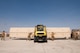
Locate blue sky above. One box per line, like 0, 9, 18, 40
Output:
0, 0, 80, 31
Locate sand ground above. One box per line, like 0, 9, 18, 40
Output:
0, 39, 80, 53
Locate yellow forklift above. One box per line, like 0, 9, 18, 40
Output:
34, 25, 47, 42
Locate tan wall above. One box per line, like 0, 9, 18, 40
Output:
10, 27, 71, 38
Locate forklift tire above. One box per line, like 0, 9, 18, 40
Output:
34, 36, 37, 42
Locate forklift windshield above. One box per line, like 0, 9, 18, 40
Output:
37, 26, 44, 31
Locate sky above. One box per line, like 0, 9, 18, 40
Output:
0, 0, 80, 31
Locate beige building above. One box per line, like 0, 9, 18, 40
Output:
10, 27, 71, 38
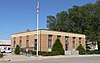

— The exercise —
Reproduce all of the material above line for line, leaving out the pictures.

— Correct output —
Locate blue sky above. One box per line, like 0, 9, 18, 40
Output:
0, 0, 80, 31
Locate sand ground above. One box per line, like 0, 9, 18, 40
Output:
0, 39, 80, 53
Locate yellow forklift above. One box per line, like 0, 9, 18, 40
Output:
34, 25, 47, 42
Locate tan wall above. One box per line, like 0, 9, 18, 40
Output:
10, 27, 71, 38
Locate forklift tire above. One box per line, like 0, 9, 18, 40
Output:
34, 36, 37, 42
Locate forklift windshield above. One box per line, like 0, 9, 18, 40
Output:
37, 26, 44, 31
Locate sky above. One box per line, like 0, 9, 18, 40
Output:
0, 0, 80, 31
Locate beige building above. One box per line, like 0, 9, 18, 40
Output:
10, 27, 71, 38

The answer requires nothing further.